*** Opening of Passage to read ***
We may have already seen the first ladies day of the season at Cheltenham this month, but the stylish racing season is only just beginning. As the spring and summer months approach, more people start preparing for their annual trip to the races, whether it be for Ascot, the Derby or the Grand National. A trip to the races is an excuse to get dressed up in your best pieces, but beware, there are some style dos and don’t that you should remember:
The main outfit
If you’ve got a ticket for the races, you need to dress your best. Even if you have no interest in racing and are going for a birthday, stag or hen party you need to be aware of the rules and dress code. For many race meets and in some enclosures, fancy dress or casual outfits are not allowed. Follow our handy tips below and always check the venue’s website for extra style advice — you don’t want to be refused entry when you arrive!
A safe bet for ladies is a dress with a hat or fascinator and women’s court shoes. At Cheltenham, you will see people wearing classic country colours and neutral shades with checks and tweed a favourite, the Grand National is completely opposite, with nothing safe or muted, instead expect a “spectacle of colour”, bold and bright is definitely the order of the day at this festival.
Although shorter dresses, jumpsuits and trouser suits are acceptable at many events, some venues keep it formal and enforce a strict dress code. In the Royal Enclosure at Royal Ascot, dresses must fall just above the knee or longer and must have a strap of one inch or greater — so avoid strapless, off-the-shoulder and halter-neck dresses. In the Village Enclosure at Royal Ascot, midriffs are required to be covered no matter how beautiful the weather, and if you opt for a trouser suit, it should be full-length, or you might find that you’re not allowed in.
If you opt for a skirt and top, a Rixo skirt that sits below the knee and has a stand-out pattern perfect for the summer months.
If you think the ladies code is strict, wait for the men’s. The dress code can be even stricter when it comes to men.
As you can imagine, Sports clothing such as tracksuit bottoms and trainers are a definite no-no. .They are not permitted in the Club Stand at the Ayr Grand National or in the Winning Post, County and Tattersalls Enclosures at the Boodles Festival. But would you really want to turn up in your football top even though some venues might accept this sort of dress?
*** Close of Passage to read ***
- **Directions**
A. From the race-day dress guide, reproduce word for word the passage starting with "If you opt for a skirt" and going on through "sort of dress?".
B. Answer these from the race-day dress guide:
(i) What is the minimum strap width for dresses in the Royal Enclosure at Royal Ascot?
(ii) At Cheltenham, which two things are named as a favorite alongside classic country colors and neutral shades?
(iii) Which two items of sports clothing are called a definite no-no?
*** Opening of Excerpted data ***
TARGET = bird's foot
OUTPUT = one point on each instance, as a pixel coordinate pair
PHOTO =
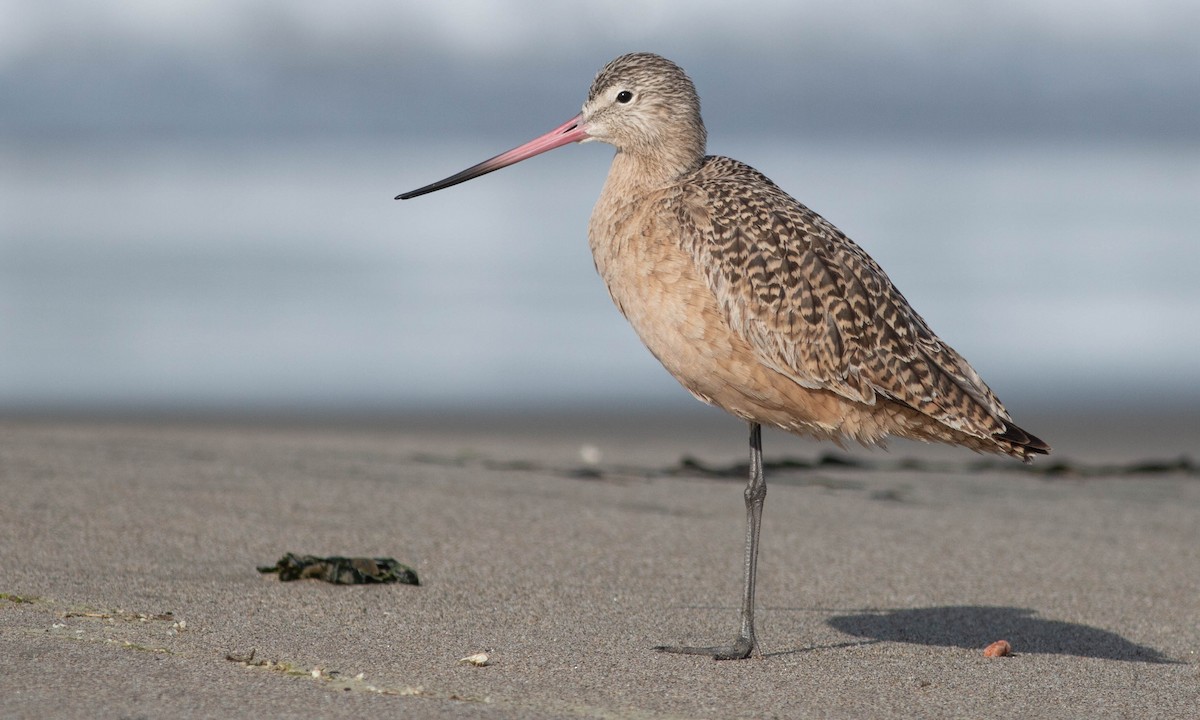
(741, 649)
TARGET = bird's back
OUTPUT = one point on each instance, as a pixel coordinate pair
(797, 327)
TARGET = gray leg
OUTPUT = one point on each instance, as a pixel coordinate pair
(755, 495)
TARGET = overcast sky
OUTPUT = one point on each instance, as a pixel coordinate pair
(1017, 67)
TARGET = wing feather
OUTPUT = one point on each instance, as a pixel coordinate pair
(815, 306)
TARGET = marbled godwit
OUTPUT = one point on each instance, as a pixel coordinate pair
(753, 301)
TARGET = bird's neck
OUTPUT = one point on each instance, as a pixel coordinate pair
(639, 173)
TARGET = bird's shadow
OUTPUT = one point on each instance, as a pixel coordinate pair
(976, 627)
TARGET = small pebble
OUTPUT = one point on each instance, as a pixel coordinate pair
(478, 659)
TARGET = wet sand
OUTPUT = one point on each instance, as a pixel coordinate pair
(565, 547)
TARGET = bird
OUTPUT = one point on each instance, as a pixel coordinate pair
(753, 301)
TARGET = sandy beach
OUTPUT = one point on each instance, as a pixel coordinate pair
(565, 547)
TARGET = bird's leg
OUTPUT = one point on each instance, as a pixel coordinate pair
(755, 495)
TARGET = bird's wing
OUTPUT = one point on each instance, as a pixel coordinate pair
(815, 306)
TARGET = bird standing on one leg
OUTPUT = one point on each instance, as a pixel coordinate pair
(753, 301)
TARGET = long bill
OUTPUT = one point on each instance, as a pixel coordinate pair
(573, 131)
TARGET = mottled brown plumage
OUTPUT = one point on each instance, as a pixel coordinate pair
(753, 301)
(821, 341)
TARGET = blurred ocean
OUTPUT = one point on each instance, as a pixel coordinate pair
(280, 274)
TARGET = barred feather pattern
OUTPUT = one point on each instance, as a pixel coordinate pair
(757, 304)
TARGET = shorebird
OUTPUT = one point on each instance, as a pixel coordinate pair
(754, 303)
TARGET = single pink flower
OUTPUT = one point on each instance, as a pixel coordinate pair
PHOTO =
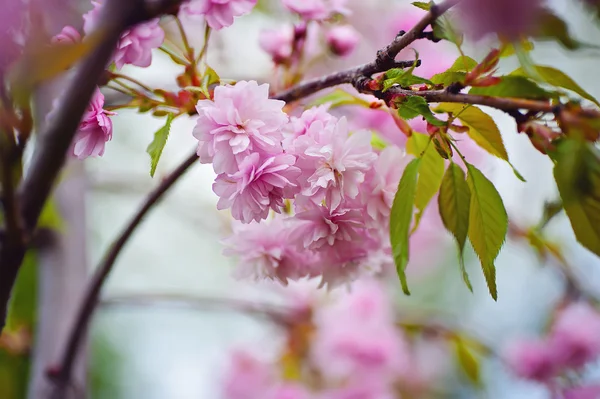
(333, 163)
(381, 184)
(357, 338)
(342, 40)
(136, 44)
(95, 128)
(575, 335)
(531, 359)
(317, 9)
(241, 119)
(67, 35)
(277, 43)
(219, 14)
(264, 251)
(258, 186)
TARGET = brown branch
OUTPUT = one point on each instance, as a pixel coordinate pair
(384, 61)
(55, 139)
(92, 292)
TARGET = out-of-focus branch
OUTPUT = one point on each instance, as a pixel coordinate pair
(54, 140)
(77, 333)
(384, 60)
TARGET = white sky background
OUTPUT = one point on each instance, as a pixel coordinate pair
(176, 353)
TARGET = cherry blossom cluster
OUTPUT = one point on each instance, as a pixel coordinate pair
(342, 190)
(573, 342)
(350, 348)
(285, 43)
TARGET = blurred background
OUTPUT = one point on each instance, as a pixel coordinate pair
(160, 331)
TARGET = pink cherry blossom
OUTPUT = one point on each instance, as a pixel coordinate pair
(333, 163)
(531, 359)
(67, 35)
(136, 44)
(585, 392)
(241, 119)
(247, 377)
(317, 9)
(575, 336)
(219, 14)
(342, 40)
(298, 126)
(356, 337)
(277, 43)
(258, 186)
(381, 184)
(264, 251)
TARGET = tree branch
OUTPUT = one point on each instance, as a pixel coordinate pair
(55, 139)
(86, 310)
(384, 61)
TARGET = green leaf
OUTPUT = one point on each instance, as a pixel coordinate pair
(414, 106)
(422, 5)
(444, 29)
(557, 78)
(157, 145)
(514, 86)
(467, 361)
(338, 98)
(577, 175)
(482, 129)
(488, 224)
(454, 206)
(401, 217)
(431, 171)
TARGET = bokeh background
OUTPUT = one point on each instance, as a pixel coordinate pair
(153, 348)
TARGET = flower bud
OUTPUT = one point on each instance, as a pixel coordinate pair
(342, 40)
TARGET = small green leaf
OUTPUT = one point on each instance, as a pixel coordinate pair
(401, 218)
(414, 106)
(157, 145)
(422, 5)
(454, 205)
(467, 361)
(514, 86)
(557, 78)
(482, 128)
(488, 224)
(338, 98)
(577, 175)
(431, 171)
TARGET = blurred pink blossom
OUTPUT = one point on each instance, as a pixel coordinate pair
(356, 337)
(136, 44)
(332, 161)
(575, 336)
(240, 119)
(508, 18)
(342, 39)
(277, 43)
(260, 184)
(264, 251)
(317, 9)
(219, 14)
(531, 359)
(68, 34)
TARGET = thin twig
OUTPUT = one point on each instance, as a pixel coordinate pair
(92, 293)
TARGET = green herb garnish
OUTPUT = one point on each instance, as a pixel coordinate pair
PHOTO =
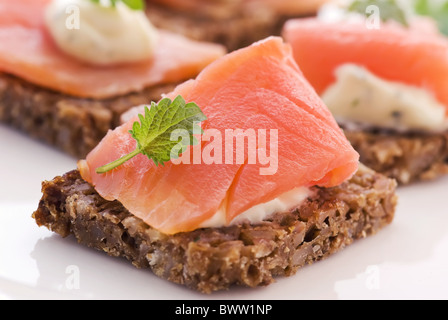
(438, 11)
(153, 132)
(133, 4)
(388, 9)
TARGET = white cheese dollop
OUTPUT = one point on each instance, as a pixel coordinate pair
(262, 211)
(98, 34)
(358, 97)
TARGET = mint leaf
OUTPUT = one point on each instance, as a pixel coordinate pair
(389, 9)
(135, 4)
(153, 132)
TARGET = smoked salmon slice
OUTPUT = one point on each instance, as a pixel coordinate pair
(416, 56)
(256, 88)
(28, 51)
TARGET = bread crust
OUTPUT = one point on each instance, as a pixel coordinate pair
(73, 125)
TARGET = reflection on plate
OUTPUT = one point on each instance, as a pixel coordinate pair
(406, 260)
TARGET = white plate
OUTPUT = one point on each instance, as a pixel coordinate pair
(406, 260)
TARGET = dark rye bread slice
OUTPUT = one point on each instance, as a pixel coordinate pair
(238, 31)
(406, 157)
(212, 259)
(74, 125)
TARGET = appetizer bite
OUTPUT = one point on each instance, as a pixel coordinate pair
(217, 210)
(234, 23)
(70, 68)
(385, 82)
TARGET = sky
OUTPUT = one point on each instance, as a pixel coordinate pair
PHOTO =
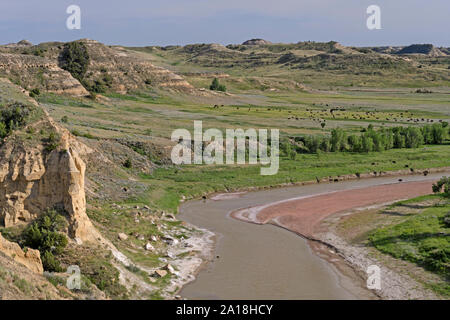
(179, 22)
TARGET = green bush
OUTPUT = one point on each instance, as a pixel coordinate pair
(34, 92)
(443, 185)
(127, 163)
(45, 235)
(376, 140)
(216, 86)
(12, 117)
(75, 59)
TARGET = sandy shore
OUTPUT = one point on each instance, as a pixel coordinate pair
(302, 215)
(305, 216)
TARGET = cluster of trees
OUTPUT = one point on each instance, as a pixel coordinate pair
(12, 117)
(75, 59)
(374, 140)
(443, 185)
(216, 86)
(46, 235)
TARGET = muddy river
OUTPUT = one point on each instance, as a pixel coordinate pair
(265, 261)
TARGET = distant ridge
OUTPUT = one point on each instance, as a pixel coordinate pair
(256, 42)
(427, 49)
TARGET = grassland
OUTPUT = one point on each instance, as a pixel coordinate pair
(421, 238)
(295, 96)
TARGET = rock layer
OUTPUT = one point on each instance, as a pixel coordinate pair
(33, 180)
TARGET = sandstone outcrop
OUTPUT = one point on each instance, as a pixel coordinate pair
(30, 258)
(33, 179)
(38, 72)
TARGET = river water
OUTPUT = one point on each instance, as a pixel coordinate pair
(267, 262)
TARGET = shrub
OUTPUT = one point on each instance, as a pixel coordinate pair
(34, 92)
(45, 235)
(13, 117)
(442, 185)
(75, 59)
(128, 164)
(216, 86)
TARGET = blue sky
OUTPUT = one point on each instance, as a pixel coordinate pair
(164, 22)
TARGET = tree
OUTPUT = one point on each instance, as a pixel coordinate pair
(216, 86)
(45, 235)
(442, 185)
(75, 59)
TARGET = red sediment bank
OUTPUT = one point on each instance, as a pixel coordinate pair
(303, 215)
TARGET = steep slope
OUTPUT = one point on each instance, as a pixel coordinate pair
(109, 69)
(37, 72)
(41, 168)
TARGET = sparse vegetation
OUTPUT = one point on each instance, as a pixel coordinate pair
(216, 86)
(443, 185)
(46, 235)
(12, 117)
(422, 239)
(75, 59)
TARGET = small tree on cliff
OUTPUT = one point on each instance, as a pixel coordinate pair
(216, 86)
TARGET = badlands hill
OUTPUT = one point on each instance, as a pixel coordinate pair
(105, 68)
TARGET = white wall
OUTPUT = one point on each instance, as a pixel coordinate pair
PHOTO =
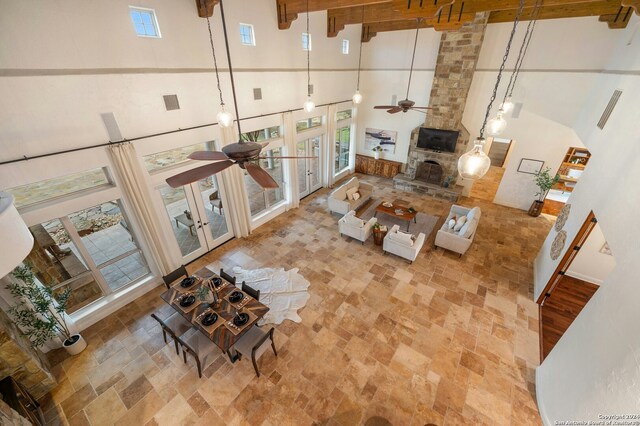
(595, 367)
(590, 264)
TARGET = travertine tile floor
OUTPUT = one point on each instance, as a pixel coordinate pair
(445, 340)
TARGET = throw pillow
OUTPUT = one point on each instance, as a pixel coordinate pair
(461, 221)
(350, 192)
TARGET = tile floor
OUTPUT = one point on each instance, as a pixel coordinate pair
(445, 340)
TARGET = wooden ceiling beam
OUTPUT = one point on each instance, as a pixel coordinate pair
(436, 15)
(288, 10)
(205, 7)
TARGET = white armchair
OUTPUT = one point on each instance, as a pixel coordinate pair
(402, 244)
(354, 227)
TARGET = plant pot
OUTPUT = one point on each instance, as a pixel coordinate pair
(536, 208)
(75, 345)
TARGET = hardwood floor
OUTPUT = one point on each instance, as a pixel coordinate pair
(562, 307)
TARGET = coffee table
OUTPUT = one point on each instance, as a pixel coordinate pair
(404, 214)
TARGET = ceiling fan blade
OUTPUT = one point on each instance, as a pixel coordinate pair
(286, 158)
(261, 177)
(208, 155)
(198, 173)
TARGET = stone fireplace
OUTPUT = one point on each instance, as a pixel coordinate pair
(426, 170)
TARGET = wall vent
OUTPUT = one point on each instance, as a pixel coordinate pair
(517, 108)
(609, 109)
(111, 125)
(171, 102)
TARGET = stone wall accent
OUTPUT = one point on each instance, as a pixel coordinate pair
(18, 359)
(456, 64)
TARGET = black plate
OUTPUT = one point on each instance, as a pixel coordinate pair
(210, 318)
(236, 296)
(188, 282)
(241, 319)
(187, 300)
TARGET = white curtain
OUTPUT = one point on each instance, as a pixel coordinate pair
(290, 138)
(236, 192)
(329, 148)
(133, 185)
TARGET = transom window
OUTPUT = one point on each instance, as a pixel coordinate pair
(144, 22)
(306, 41)
(247, 37)
(308, 123)
(345, 47)
(49, 189)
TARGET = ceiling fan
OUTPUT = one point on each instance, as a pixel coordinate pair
(244, 153)
(406, 104)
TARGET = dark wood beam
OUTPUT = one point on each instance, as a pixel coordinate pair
(205, 7)
(288, 10)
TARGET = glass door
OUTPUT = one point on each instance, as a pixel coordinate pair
(309, 173)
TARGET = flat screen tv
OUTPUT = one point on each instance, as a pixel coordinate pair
(437, 140)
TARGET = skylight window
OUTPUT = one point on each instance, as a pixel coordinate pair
(247, 37)
(144, 22)
(345, 47)
(306, 41)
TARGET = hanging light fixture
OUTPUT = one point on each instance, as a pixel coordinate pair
(309, 105)
(224, 117)
(507, 102)
(475, 163)
(357, 97)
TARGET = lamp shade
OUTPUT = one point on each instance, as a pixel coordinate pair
(16, 237)
(475, 163)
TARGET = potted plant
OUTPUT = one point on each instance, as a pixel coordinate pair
(376, 152)
(544, 182)
(40, 315)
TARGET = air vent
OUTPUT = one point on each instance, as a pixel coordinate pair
(171, 102)
(111, 125)
(517, 108)
(609, 109)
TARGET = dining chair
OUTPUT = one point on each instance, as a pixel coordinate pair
(251, 291)
(175, 326)
(200, 347)
(171, 277)
(227, 277)
(254, 343)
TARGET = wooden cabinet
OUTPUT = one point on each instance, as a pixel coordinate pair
(371, 166)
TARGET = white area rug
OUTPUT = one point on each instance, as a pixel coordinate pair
(284, 292)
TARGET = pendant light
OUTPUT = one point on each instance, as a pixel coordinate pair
(475, 163)
(357, 97)
(224, 117)
(309, 105)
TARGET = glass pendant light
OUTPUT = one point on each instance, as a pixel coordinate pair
(496, 125)
(357, 97)
(309, 105)
(475, 163)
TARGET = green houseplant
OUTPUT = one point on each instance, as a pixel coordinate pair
(544, 182)
(40, 315)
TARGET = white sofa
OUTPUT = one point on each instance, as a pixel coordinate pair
(339, 202)
(459, 241)
(402, 244)
(354, 227)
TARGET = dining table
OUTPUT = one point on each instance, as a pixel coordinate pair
(224, 333)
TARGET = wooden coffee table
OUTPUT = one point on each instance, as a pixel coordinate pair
(404, 214)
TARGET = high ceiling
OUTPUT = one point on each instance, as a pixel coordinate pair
(442, 15)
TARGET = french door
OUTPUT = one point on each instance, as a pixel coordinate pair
(309, 172)
(197, 216)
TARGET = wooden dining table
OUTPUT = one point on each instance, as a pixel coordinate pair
(223, 333)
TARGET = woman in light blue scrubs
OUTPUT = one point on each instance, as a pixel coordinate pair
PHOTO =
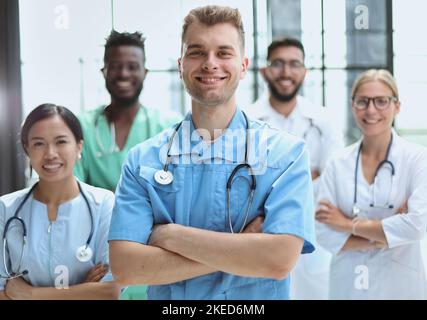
(64, 222)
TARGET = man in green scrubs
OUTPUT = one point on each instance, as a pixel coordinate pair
(110, 131)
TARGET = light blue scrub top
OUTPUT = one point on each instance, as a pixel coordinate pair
(197, 198)
(48, 254)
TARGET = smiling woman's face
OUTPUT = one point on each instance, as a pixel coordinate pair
(52, 149)
(372, 121)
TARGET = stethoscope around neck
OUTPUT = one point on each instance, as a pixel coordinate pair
(113, 147)
(83, 253)
(356, 209)
(165, 177)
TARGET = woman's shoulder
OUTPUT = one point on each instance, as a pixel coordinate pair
(11, 199)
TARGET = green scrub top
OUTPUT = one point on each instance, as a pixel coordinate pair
(101, 160)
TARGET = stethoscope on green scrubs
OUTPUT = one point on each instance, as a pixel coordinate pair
(112, 146)
(165, 177)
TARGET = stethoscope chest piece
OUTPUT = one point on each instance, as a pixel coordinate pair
(163, 177)
(356, 211)
(84, 253)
*** Close of Excerpted data ***
- **Answers given**
A.
If you opt for a skirt and top, a Rixo skirt that sits below the knee and has a stand-out pattern perfect for the summer months.
If you think the ladies code is strict, wait for the men’s. The dress code can be even stricter when it comes to men.
As you can imagine, Sports clothing such as tracksuit bottoms and trainers are a definite no-no. .They are not permitted in the Club Stand at the Ayr Grand National or in the Winning Post, County and Tattersalls Enclosures at the Boodles Festival. But would you really want to turn up in your football top even though some venues might accept this sort of dress?

B.
(i) One inch
(ii) Checks and tweed
(iii) Tracksuit bottoms and trainers